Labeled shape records
══════════
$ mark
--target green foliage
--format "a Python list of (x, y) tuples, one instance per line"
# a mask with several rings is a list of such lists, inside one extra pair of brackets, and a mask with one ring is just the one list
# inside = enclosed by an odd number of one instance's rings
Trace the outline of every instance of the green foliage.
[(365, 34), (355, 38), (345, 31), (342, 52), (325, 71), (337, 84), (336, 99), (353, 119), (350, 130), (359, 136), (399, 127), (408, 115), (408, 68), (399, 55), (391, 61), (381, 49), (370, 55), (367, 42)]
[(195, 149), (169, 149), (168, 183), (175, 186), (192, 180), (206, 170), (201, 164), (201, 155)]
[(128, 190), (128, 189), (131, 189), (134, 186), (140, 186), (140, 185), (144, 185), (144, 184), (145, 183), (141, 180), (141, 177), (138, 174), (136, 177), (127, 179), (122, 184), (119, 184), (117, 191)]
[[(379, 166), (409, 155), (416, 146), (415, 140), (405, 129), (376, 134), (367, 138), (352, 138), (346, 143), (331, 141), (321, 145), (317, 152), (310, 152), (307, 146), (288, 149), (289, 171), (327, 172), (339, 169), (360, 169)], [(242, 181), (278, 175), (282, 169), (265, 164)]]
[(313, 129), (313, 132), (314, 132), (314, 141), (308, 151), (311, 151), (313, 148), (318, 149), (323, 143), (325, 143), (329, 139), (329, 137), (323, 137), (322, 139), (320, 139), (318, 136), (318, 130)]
══════════
Edit the lines above so that "green foliage" becomes "leafy vegetation" at every occurrence, keeping everything else unchanged.

$ mark
--target leafy vegetation
--format "a Python list of (x, y) tuples, one instance per line"
# a mask with several rings is a list of such lists, inside one extra pair of brackets, and a mask with one ring is just the one list
# inside = enclosed by an odd number of one instance's rings
Trace the outline of every instance of the leafy vegetation.
[(365, 34), (355, 38), (345, 31), (342, 52), (325, 71), (337, 84), (336, 99), (353, 119), (350, 130), (359, 136), (399, 127), (408, 115), (408, 68), (399, 55), (391, 61), (381, 49), (370, 55), (367, 42)]
[(195, 149), (169, 149), (168, 183), (175, 186), (192, 180), (206, 170), (201, 164), (201, 155)]
[(128, 190), (128, 189), (131, 189), (134, 186), (140, 186), (140, 185), (144, 185), (144, 184), (145, 183), (141, 180), (141, 177), (138, 174), (136, 177), (127, 179), (122, 184), (119, 184), (117, 191)]
[[(379, 166), (409, 155), (416, 146), (415, 140), (405, 129), (376, 134), (367, 138), (352, 138), (346, 143), (331, 141), (321, 145), (317, 152), (310, 152), (307, 146), (288, 149), (289, 171), (327, 172), (339, 169), (360, 169)], [(242, 181), (278, 175), (282, 169), (265, 164)]]
[(313, 129), (313, 132), (314, 132), (314, 141), (308, 151), (311, 151), (313, 148), (318, 149), (323, 143), (325, 143), (329, 139), (329, 137), (323, 137), (322, 139), (320, 139), (318, 136), (318, 130)]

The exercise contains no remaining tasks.